Image location labeling entries
+-------+
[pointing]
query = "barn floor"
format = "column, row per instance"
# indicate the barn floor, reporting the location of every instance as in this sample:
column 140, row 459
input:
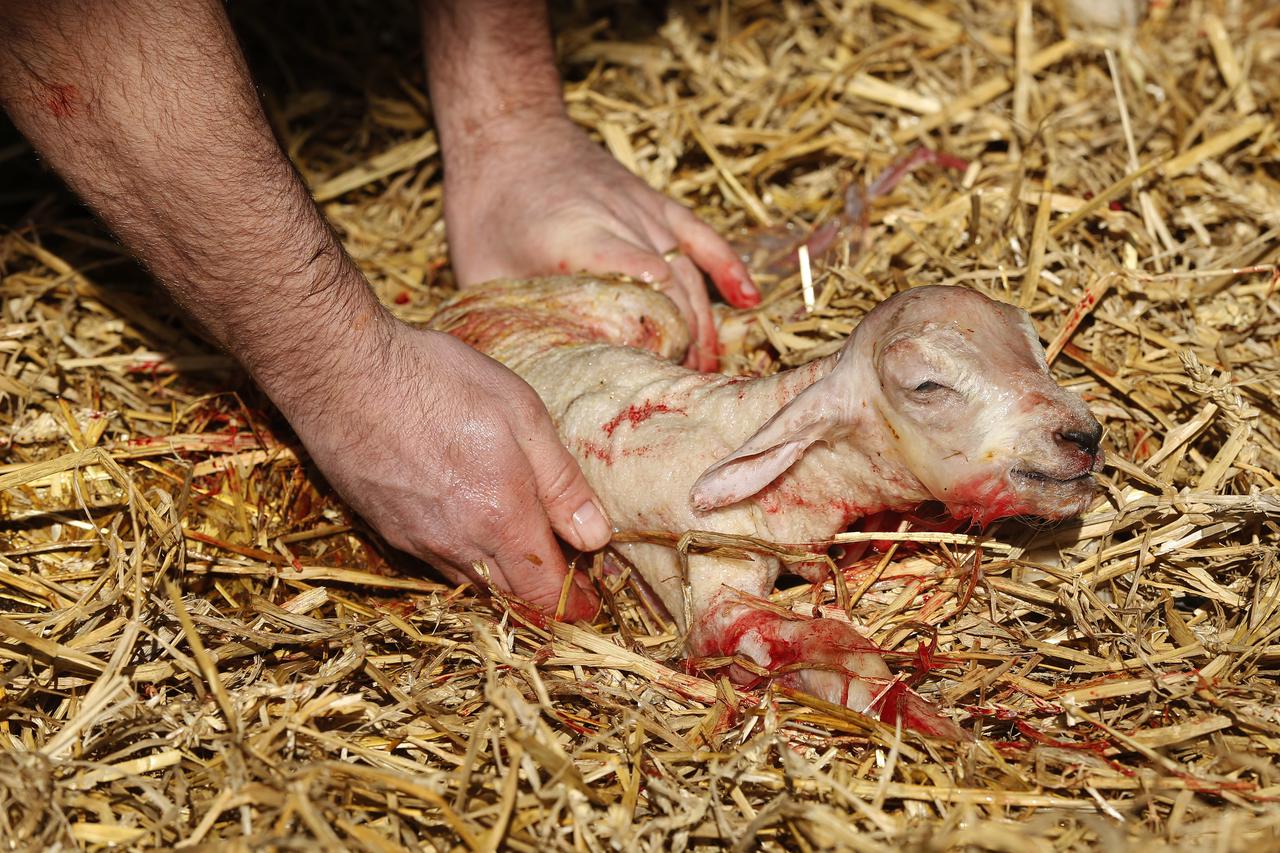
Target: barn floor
column 200, row 646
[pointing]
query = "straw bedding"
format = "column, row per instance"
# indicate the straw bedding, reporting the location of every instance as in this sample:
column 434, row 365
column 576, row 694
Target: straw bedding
column 199, row 643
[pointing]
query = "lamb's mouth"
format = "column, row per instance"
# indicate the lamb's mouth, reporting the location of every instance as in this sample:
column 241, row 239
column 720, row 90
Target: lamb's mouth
column 1048, row 479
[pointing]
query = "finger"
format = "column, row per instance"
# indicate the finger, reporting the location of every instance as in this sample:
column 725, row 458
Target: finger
column 712, row 252
column 620, row 256
column 615, row 255
column 528, row 561
column 563, row 493
column 689, row 279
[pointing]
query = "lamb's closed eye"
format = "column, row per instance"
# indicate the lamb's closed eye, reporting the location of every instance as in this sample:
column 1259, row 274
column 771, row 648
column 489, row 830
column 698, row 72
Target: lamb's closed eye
column 791, row 457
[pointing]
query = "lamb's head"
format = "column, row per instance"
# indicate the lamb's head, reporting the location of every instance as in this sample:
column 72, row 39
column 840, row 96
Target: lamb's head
column 949, row 392
column 967, row 395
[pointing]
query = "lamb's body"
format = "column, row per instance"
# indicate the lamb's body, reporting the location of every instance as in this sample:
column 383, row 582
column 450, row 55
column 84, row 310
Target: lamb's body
column 671, row 450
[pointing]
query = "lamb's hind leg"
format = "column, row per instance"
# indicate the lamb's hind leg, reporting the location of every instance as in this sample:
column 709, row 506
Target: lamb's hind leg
column 823, row 657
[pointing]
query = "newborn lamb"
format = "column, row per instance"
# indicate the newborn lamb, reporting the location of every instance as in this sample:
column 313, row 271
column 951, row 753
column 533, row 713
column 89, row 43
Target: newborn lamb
column 938, row 395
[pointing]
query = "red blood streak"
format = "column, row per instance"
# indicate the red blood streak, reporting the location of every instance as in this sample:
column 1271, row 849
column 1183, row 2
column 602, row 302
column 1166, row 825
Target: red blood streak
column 62, row 100
column 636, row 415
column 824, row 642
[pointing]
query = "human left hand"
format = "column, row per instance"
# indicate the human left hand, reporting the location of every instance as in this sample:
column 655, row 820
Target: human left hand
column 536, row 196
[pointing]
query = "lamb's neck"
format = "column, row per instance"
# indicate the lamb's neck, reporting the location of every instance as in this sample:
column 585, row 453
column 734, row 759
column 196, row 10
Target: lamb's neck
column 853, row 475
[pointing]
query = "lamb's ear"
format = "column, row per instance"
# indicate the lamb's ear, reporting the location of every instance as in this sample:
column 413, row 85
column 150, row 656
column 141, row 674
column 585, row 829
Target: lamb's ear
column 771, row 451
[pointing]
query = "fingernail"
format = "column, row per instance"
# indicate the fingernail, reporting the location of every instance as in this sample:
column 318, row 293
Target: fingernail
column 593, row 530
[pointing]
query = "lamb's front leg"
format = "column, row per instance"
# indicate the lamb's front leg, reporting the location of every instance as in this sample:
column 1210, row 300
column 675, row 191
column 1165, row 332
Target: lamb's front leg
column 823, row 657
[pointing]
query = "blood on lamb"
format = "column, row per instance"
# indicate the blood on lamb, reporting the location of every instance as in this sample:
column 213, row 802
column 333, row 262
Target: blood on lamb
column 940, row 393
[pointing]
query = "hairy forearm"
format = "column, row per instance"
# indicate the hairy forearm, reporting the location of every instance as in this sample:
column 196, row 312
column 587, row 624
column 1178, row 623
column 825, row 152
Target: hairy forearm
column 489, row 63
column 146, row 109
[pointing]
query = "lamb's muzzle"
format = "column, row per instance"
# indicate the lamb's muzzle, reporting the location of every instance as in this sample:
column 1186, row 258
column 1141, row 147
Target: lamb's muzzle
column 940, row 393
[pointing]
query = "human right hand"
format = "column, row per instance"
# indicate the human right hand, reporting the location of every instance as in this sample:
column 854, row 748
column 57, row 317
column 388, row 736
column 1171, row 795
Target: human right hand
column 453, row 459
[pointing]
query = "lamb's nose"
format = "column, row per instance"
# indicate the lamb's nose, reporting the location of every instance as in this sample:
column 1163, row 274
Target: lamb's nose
column 1087, row 439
+-------+
= What the task asks =
The pictures should not appear in the copy; every other part of the records above must be returned exactly.

= Reply to the exercise =
[pointing]
query = "barn floor"
format = "column, row per instance"
# indicate the barn floor, reporting the location of every instance as in this sample:
column 140, row 459
input:
Target: barn floor
column 200, row 646
[pointing]
query = "straw bedding"
format = "column, row per instance"
# indicate the straw bedding, reporting the location of every instance as in this sample:
column 434, row 365
column 576, row 694
Target: straw bedding
column 199, row 643
[pointing]
query = "lamb's mouth"
format = "column, row per instance"
# indicate the lamb's mouth, reporting the location of every instance as in this sample:
column 241, row 239
column 720, row 90
Target: lamb's mouth
column 1048, row 479
[pointing]
query = "finger"
format = "column, row per instance"
# indicate the finger, reporting the location of every instance as in this sample:
column 725, row 458
Target: finger
column 712, row 252
column 620, row 256
column 615, row 255
column 528, row 561
column 563, row 493
column 689, row 279
[pointing]
query = "lamb's closed eye"
format = "column, row per instance"
# indicate the lamb's closed eye, reporting the location of every instance as in this sample:
column 1259, row 274
column 771, row 648
column 489, row 830
column 698, row 72
Target: lamb's closed eye
column 791, row 457
[pointing]
query = "lamb's head"
format = "column, row per instance"
# indicate the lamb's head, reporting the location of every instance as in this sample:
column 72, row 39
column 840, row 96
Target: lamb's head
column 949, row 392
column 967, row 395
[pointing]
query = "lamb's body"
format = "column, row per instance"
# indicate the lamb's body, reporting the location of every instance as in this sample:
column 383, row 582
column 450, row 55
column 84, row 310
Target: lamb's body
column 671, row 450
[pointing]
query = "lamb's hind leg"
format = "column, row per instance"
# indicate the lamb's hind leg, reporting the location of every instance as in this sample:
column 709, row 506
Target: lamb's hind leg
column 823, row 657
[pointing]
query = "newborn lamb"
format = "column, row per instance"
# indicate the newborn lamb, reporting the location of every instance as in this sample:
column 313, row 271
column 951, row 753
column 533, row 713
column 89, row 43
Target: newborn lamb
column 938, row 395
[pointing]
query = "red blood streak"
format = "column, row per instance"
# indicate the red blood streak, reporting the location of every instance as in this sample:
column 1271, row 849
column 1183, row 2
column 602, row 302
column 1166, row 825
Target: red blood streak
column 62, row 100
column 636, row 415
column 824, row 642
[pointing]
query = "human left hand"
format = "column, row per instance"
# indicate the human left hand, reporting the location of every instance as in this sample:
column 655, row 820
Target: human left hand
column 536, row 196
[pointing]
query = "lamb's neck"
format = "column, row per instance"
# indicate the lamb's neck, reporting the location of every instance as in this sample:
column 585, row 453
column 734, row 759
column 196, row 10
Target: lamb's neck
column 853, row 475
[pointing]
query = "lamb's ear"
format = "column, row per instance"
# indicate the lamb's ear, reporting the location of every instance as in this sample:
column 413, row 85
column 150, row 656
column 141, row 674
column 585, row 829
Target: lamb's ear
column 771, row 451
[pointing]
query = "fingernail"
format = "column, row per instance"
# indicate the fingernail, reporting the location of every instance as in this sample:
column 318, row 293
Target: fingernail
column 593, row 530
[pointing]
query = "lamb's front leg"
format = "column, row per instance"
# indicate the lamb's front leg, reporting the location of every instance as in this sample:
column 1210, row 300
column 675, row 191
column 1165, row 332
Target: lamb's front leg
column 823, row 657
[pointing]
query = "blood on lamb"
format = "column, row per instance"
# indicate the blood on lamb, reporting the location of every instance as in this sample:
column 213, row 802
column 333, row 262
Target: blood on lamb
column 940, row 393
[pointing]
query = "hairy forearm"
format = "column, row per instance"
# indicate the hairy forearm, reporting the location of every instance as in this sample:
column 196, row 312
column 587, row 624
column 1178, row 623
column 825, row 152
Target: hairy forearm
column 489, row 63
column 146, row 109
[pointing]
query = "lamb's muzzle"
format = "column, row per instance"
# indicate the lamb's muzzle, reporting the location of every instance as in this sample:
column 1186, row 258
column 1141, row 147
Target: lamb's muzzle
column 940, row 393
[pointing]
query = "human right hand"
format = "column, row per instance"
# indicate the human right hand, reporting the location of every instance as in this sample:
column 854, row 748
column 57, row 317
column 388, row 736
column 1171, row 795
Target: human right hand
column 453, row 459
[pointing]
query = "lamb's nose"
format = "column, row per instance"
# indicate the lamb's nose, reporting the location of every instance as in this sample:
column 1163, row 274
Target: lamb's nose
column 1087, row 439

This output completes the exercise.